Start of Task inputs

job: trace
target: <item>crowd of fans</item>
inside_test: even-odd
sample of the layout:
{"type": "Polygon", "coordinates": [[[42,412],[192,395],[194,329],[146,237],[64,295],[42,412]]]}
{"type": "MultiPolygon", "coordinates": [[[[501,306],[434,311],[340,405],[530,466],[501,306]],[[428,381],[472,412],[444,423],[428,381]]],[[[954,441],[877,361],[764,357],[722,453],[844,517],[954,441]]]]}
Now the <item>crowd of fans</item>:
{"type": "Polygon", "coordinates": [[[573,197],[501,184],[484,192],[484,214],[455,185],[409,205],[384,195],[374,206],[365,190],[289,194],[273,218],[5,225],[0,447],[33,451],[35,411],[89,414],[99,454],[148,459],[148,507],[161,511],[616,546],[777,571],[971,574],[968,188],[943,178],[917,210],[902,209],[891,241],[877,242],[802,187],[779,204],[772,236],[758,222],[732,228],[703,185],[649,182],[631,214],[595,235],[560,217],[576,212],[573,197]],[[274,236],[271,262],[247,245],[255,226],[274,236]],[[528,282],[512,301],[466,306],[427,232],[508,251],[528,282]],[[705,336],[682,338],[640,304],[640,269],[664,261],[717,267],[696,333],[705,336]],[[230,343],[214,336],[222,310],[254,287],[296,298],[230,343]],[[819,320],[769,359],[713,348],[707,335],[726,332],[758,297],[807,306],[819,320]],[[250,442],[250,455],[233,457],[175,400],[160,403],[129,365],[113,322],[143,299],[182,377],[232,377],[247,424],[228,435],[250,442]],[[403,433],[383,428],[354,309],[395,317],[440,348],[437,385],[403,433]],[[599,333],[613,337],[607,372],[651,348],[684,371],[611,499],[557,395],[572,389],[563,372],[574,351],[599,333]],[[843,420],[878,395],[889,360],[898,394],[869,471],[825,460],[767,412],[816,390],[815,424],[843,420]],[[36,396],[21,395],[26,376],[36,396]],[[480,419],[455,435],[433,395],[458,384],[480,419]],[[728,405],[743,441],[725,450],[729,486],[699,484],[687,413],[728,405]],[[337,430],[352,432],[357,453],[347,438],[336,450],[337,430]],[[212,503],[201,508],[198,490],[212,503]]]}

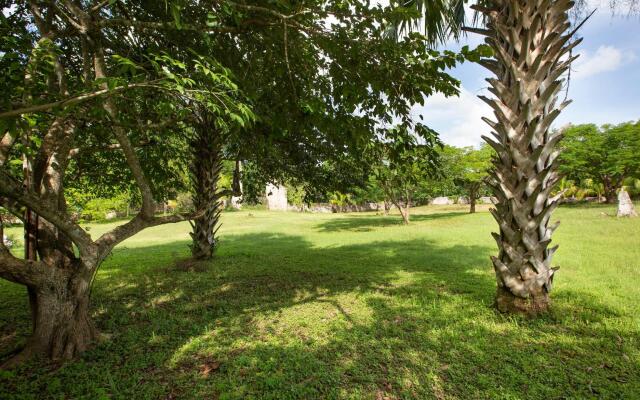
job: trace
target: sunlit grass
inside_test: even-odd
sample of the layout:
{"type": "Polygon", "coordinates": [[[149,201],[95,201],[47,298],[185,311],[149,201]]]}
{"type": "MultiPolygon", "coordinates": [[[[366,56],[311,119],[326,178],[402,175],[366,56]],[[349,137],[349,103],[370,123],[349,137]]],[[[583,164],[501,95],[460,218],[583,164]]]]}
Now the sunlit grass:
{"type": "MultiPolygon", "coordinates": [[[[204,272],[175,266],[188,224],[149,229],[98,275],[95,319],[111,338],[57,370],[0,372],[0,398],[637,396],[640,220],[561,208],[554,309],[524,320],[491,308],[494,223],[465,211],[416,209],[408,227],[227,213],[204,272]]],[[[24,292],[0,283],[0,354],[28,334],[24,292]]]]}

End of Task inputs
Start of Task inputs

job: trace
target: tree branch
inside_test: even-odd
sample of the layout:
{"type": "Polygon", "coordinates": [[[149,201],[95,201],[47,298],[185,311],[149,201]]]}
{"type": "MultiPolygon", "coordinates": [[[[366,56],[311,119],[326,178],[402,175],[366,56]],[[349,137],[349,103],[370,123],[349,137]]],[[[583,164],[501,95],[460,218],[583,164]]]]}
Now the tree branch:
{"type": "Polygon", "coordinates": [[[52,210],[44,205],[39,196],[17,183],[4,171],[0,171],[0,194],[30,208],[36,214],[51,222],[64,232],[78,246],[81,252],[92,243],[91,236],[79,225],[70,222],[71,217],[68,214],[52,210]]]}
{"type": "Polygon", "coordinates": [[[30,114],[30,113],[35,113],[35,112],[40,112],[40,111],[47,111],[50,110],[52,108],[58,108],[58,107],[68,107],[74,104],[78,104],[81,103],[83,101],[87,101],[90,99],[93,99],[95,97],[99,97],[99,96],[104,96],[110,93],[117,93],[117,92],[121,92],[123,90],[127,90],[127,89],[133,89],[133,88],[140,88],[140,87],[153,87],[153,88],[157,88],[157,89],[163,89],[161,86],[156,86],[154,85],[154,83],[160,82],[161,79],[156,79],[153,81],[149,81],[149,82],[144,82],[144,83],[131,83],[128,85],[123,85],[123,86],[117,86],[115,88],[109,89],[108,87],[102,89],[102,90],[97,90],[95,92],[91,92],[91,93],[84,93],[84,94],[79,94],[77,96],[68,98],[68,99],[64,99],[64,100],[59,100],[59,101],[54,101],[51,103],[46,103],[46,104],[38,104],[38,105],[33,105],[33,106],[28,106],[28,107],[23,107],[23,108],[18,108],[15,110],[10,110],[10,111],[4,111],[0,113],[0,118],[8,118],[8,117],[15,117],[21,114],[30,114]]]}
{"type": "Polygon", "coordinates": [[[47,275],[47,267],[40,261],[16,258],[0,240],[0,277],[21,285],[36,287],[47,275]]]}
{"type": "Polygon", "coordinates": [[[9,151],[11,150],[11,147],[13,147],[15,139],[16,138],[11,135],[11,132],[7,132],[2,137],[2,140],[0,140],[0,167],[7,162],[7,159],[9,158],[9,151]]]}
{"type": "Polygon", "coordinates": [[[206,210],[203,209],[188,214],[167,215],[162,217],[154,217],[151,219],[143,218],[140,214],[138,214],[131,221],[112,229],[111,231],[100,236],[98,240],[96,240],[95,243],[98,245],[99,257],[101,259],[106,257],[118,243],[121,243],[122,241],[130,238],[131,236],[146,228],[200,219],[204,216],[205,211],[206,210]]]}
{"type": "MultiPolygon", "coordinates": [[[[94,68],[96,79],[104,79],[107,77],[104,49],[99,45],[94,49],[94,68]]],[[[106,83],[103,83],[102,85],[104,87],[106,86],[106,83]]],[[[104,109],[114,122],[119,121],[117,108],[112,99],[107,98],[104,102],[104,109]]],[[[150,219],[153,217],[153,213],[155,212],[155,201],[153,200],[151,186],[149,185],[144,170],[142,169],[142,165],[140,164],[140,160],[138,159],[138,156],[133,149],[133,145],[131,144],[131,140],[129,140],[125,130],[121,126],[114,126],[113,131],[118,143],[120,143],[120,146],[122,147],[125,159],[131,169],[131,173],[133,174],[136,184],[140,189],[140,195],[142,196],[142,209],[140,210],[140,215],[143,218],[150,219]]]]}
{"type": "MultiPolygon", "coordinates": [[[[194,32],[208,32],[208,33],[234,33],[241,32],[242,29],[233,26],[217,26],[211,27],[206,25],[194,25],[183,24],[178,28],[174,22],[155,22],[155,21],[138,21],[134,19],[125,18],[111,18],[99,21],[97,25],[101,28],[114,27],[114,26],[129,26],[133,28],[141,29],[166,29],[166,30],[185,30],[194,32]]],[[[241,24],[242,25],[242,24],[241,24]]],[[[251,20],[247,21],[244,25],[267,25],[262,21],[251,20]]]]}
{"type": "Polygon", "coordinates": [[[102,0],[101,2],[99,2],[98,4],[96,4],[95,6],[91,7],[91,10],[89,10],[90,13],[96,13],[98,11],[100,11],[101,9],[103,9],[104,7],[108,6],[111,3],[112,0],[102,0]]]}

End of Task inputs

• _Exercise instructions_: From the records above, copy every line that includes the word "target".

• _Solution to the exercise_:
target: <item>crowd of fans</item>
target: sunlit grass
target: tree branch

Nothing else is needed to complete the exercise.